Your instructions - Put the lines below into a numbered list, starting at the first line and ending at the line that contains "[26, 89, 398, 288]", both included. Leave out blank lines and pictures.

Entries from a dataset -
· · · · · · ·

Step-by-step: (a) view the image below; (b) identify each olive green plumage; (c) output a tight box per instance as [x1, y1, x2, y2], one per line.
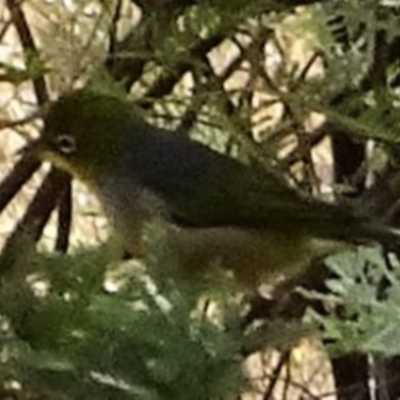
[30, 89, 397, 285]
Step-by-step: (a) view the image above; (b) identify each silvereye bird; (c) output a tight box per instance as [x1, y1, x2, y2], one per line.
[26, 89, 398, 288]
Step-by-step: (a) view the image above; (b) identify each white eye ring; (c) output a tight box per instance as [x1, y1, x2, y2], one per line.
[56, 135, 76, 155]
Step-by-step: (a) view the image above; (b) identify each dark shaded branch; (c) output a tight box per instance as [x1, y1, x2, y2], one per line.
[0, 169, 70, 277]
[6, 0, 49, 104]
[55, 176, 72, 253]
[0, 156, 40, 213]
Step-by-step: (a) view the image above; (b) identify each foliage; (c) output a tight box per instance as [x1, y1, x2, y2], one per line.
[308, 247, 400, 356]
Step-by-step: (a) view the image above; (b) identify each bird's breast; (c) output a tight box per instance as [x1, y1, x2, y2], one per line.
[97, 180, 337, 288]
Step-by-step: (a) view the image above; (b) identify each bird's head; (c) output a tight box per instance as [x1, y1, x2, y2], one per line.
[27, 89, 140, 183]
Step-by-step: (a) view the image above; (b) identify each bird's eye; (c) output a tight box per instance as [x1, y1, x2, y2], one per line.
[56, 135, 76, 155]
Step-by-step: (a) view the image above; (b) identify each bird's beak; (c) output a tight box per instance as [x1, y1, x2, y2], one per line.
[15, 138, 45, 158]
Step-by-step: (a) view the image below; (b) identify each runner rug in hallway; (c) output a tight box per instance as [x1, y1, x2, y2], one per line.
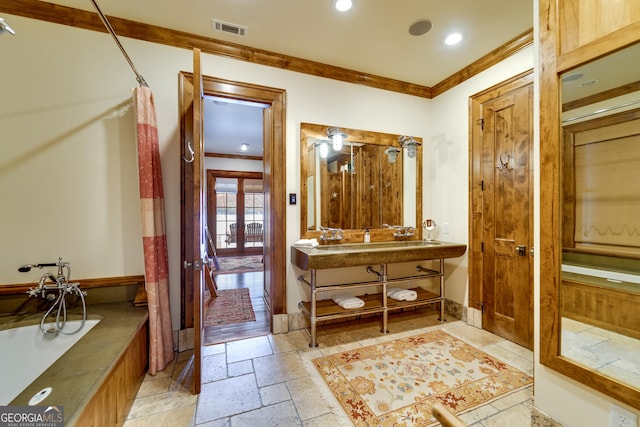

· · · · · · ·

Task response -
1. Step-by-step: (a) view the image below; (b) identify each olive green plumage; (c) output a tight box per instance as [x1, y1, x2, y2], one per line.
2. [30, 89, 397, 285]
3. Step-by-step: (a) view the image above; (b) identify each silvereye bird; (c) output a tight box per instance as [x1, y1, x2, y2], one per line.
4. [26, 89, 398, 288]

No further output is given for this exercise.